## TEXT BLOCK
Here you can ask questions and find or give answers to organizational, academic and other questions about studying computer science.

1.1k questions

1.3k answers

1.7k comments

557 users

+1 vote

Hello,

In October 2017 paper Problem 5 While converting NDetG to DetG we remove all unsafe states. Why we removed initial state ? Initial state is reaching to acceptance state why it is unsafe state as well. When there is Initial state how We apply subset construction?

in # Study-Organisation (Master) by (190 points)

2 Answers

+1 vote
For ω-automata with G/F/FG/GF-acceptance, we always have to determine a set of accepting states which is done completely independent of the definition of initial states. Thus, a state can be either initial or accepting, or both or neither of the two. In particular, initial states may not be accepting states.

In case of NDet-G automata, this is however unfortunate, since the G-acceptance demands that a run is accepting iff it only runs through safe states, i.e., accepting states. If an initial state of NDet-G automaton is not accepting, it is useless, since none of its outgoing paths can accept a word. Hence, you can safely remove this state without changing the meaning of the automaton. The same holds for any other non-accepting states of NDet-G automata. We therefore can remove them all, just working with the safe (accepting states).

If we do that for the NDet-G automaton of the exam 2013.10.07 (problem 5), an automaton is obtained that has no initial states anymore, thus cannot accept any word. This makes the solution trivial (just list any automaton that accepts no word). The subset construction will then just create one state {} with a self-loop that can be taken for any input (and that state is not a safe/accepting one).
by (170k points)

## SUPPLIED RECORDS
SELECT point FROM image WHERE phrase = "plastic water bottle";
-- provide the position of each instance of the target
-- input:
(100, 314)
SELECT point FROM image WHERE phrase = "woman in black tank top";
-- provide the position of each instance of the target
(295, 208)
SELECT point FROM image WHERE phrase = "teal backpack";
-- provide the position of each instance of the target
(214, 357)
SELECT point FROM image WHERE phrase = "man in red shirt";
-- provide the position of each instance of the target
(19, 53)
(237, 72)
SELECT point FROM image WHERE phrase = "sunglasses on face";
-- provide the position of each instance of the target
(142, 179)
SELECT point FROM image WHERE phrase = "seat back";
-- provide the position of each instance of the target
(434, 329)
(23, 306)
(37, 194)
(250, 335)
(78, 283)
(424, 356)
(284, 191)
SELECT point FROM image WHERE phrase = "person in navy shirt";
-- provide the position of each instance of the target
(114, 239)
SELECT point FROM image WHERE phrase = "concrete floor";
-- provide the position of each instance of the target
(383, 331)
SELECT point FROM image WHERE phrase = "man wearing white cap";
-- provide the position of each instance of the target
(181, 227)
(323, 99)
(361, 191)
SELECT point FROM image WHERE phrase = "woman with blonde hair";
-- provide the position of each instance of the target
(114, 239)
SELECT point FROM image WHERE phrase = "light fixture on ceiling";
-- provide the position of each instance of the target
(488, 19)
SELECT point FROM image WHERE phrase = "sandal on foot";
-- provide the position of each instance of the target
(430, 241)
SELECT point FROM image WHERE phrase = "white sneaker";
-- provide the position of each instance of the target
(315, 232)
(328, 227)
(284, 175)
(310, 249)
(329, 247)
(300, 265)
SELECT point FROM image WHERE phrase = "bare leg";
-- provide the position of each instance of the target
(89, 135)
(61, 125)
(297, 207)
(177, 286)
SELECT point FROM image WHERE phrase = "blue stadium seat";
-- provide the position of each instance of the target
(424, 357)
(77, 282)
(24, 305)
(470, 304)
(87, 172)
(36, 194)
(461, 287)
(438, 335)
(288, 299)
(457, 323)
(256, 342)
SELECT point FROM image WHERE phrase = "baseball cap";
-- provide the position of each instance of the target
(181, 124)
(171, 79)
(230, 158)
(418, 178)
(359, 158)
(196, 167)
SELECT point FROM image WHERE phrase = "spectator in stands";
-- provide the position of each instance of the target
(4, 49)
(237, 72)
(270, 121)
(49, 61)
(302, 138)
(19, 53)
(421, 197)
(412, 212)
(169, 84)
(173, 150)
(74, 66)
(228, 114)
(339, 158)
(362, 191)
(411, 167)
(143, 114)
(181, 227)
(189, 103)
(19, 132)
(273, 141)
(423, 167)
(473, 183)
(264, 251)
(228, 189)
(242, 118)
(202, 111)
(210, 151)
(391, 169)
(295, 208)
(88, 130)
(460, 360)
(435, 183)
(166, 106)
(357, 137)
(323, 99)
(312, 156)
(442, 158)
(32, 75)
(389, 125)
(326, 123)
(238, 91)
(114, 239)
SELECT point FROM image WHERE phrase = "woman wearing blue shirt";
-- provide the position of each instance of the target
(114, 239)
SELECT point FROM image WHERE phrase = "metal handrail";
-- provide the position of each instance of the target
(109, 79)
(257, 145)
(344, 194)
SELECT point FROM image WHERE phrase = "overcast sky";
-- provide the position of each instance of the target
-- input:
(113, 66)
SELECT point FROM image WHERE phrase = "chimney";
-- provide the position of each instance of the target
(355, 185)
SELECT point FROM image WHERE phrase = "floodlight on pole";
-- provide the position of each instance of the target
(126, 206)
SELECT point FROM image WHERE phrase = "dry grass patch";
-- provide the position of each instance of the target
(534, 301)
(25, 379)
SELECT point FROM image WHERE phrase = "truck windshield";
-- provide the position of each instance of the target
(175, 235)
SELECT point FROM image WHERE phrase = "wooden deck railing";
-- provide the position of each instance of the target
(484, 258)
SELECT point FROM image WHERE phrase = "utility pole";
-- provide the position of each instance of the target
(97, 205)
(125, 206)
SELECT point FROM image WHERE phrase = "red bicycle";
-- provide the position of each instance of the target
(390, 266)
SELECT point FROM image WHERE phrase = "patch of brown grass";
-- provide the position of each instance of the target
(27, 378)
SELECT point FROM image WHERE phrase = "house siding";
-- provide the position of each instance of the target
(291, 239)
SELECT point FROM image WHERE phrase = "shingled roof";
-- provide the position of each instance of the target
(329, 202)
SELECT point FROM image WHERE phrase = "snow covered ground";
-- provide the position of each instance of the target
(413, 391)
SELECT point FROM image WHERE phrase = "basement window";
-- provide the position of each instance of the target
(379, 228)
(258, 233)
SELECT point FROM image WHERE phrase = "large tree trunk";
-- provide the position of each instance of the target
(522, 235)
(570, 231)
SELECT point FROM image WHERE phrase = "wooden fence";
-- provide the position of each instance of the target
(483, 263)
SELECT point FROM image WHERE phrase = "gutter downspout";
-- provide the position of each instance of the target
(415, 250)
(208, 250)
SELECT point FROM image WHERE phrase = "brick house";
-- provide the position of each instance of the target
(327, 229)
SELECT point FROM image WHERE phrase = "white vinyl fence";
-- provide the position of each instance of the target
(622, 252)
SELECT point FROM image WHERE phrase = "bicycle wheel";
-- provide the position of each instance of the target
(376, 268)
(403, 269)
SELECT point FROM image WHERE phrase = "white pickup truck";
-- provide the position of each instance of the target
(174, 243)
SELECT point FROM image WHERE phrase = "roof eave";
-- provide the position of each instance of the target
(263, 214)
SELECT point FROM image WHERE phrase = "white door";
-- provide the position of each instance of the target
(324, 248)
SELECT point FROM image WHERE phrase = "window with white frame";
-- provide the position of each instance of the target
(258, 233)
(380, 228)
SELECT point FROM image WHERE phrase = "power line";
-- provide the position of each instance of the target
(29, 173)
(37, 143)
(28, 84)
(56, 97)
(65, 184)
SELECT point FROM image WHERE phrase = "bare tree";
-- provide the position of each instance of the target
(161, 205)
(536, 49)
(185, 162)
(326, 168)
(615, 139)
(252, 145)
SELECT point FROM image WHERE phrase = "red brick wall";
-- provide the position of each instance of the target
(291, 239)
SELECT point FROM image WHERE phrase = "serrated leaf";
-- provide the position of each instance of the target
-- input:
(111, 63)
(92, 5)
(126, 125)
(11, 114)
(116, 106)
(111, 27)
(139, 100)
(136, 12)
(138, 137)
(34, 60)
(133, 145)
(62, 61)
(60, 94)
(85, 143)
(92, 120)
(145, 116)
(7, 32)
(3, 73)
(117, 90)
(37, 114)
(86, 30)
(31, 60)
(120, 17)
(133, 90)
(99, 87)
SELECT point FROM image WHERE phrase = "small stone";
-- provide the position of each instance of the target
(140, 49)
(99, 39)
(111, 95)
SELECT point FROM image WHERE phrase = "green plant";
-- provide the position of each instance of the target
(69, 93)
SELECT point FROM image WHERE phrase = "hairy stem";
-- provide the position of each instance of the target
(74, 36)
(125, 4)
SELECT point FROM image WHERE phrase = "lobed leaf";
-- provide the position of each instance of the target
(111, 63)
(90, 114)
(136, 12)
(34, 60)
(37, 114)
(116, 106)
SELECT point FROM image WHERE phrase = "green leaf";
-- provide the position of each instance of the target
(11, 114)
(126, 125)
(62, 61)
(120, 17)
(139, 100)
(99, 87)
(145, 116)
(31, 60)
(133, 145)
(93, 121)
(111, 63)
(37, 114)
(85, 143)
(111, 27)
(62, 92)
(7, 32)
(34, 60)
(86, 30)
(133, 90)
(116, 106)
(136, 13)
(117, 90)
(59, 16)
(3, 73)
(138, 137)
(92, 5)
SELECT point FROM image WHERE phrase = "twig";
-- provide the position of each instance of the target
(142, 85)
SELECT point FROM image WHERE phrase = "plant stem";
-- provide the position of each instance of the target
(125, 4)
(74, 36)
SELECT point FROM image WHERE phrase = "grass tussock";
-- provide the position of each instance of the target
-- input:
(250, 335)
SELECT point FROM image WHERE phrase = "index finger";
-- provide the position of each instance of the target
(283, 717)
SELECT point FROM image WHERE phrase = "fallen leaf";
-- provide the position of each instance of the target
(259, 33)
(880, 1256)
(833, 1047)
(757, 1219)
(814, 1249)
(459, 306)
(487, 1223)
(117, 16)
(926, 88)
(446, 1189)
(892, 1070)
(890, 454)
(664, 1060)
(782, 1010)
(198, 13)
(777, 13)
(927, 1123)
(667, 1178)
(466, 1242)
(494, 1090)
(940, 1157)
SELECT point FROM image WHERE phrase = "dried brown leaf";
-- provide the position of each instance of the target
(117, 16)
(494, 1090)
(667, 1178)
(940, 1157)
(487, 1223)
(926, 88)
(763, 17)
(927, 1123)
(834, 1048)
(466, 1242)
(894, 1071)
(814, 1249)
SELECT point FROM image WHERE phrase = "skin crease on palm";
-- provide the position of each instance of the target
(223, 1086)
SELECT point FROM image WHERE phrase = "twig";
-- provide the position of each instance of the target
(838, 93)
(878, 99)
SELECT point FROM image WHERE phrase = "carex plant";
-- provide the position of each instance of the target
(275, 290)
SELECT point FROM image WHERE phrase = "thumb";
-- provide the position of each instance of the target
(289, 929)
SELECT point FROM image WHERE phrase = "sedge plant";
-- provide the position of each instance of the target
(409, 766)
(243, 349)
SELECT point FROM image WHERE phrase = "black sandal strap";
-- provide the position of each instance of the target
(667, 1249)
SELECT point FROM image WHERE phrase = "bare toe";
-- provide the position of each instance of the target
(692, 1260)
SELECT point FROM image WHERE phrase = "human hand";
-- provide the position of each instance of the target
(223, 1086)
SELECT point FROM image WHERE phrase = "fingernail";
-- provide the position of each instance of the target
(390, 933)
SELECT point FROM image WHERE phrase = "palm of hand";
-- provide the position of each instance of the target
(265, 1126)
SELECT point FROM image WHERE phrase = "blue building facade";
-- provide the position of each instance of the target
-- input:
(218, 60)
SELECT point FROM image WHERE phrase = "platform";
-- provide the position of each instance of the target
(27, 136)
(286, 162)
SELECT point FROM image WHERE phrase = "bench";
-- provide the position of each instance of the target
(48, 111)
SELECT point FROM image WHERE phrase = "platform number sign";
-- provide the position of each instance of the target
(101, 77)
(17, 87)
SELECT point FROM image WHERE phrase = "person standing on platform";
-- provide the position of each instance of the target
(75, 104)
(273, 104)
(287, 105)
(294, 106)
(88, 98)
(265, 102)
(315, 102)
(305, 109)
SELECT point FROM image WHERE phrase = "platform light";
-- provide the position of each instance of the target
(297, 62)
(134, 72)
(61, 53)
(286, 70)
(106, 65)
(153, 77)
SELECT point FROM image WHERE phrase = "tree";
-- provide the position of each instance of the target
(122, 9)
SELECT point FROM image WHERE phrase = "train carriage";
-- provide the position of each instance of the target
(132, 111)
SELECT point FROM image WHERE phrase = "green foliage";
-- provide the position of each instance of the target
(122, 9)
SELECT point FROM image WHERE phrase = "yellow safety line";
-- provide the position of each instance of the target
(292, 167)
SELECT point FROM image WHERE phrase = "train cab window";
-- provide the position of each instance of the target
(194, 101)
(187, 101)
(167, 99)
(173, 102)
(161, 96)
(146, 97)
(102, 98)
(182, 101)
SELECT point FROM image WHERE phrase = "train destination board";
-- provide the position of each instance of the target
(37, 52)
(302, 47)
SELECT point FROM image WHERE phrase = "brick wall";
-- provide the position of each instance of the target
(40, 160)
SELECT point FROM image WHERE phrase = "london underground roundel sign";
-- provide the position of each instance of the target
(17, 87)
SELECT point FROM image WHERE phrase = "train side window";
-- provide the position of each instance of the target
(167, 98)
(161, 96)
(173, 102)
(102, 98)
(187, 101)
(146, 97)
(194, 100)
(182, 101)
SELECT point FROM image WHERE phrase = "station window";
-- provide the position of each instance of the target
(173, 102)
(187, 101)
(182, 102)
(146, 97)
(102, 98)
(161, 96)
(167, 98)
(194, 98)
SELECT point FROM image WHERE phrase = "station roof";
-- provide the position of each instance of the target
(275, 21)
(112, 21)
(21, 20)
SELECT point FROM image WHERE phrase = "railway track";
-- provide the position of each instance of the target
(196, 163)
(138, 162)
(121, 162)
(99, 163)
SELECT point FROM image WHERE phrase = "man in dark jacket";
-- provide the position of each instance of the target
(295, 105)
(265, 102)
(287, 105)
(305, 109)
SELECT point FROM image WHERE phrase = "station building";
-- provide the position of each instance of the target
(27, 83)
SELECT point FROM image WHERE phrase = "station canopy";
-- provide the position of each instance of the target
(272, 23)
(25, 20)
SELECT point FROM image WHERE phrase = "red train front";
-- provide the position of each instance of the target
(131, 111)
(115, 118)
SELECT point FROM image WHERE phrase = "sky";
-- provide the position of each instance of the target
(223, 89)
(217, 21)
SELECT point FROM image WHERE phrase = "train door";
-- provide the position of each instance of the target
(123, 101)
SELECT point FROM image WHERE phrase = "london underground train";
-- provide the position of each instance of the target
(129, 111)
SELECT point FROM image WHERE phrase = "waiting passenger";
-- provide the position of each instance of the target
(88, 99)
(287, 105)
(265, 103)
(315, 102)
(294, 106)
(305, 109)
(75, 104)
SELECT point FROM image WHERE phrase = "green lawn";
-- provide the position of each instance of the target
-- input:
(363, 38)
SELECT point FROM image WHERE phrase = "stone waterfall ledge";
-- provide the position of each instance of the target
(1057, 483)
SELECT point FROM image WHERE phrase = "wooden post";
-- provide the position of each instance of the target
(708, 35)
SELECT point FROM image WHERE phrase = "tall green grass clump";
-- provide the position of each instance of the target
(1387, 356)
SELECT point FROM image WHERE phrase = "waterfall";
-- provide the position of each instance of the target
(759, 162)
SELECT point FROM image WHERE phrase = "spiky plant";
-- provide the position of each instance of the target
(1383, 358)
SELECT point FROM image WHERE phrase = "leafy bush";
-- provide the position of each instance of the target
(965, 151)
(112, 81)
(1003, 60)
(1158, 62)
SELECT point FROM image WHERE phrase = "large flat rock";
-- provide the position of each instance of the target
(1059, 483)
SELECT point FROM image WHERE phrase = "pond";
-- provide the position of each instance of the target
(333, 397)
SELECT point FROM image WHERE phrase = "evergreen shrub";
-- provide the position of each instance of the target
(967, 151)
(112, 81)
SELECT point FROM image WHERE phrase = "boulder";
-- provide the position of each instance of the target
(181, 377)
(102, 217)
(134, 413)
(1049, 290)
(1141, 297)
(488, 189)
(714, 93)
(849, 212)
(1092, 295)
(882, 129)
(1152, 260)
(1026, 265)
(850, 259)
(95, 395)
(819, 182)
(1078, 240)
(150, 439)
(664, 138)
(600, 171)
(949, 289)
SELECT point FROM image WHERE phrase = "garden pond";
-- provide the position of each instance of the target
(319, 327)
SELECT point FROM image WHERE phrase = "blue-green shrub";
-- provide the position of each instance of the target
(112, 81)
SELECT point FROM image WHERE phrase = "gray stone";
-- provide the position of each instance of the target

## TASK PROMPT
In the forum thread on NDet-G automata, what does the subset construction create once the unsafe states have been removed? The records were taken from a different source than the forum thread.

## ANSWER
A single state {} with a self-loop that can be taken for any input, and that state is not safe or accepting.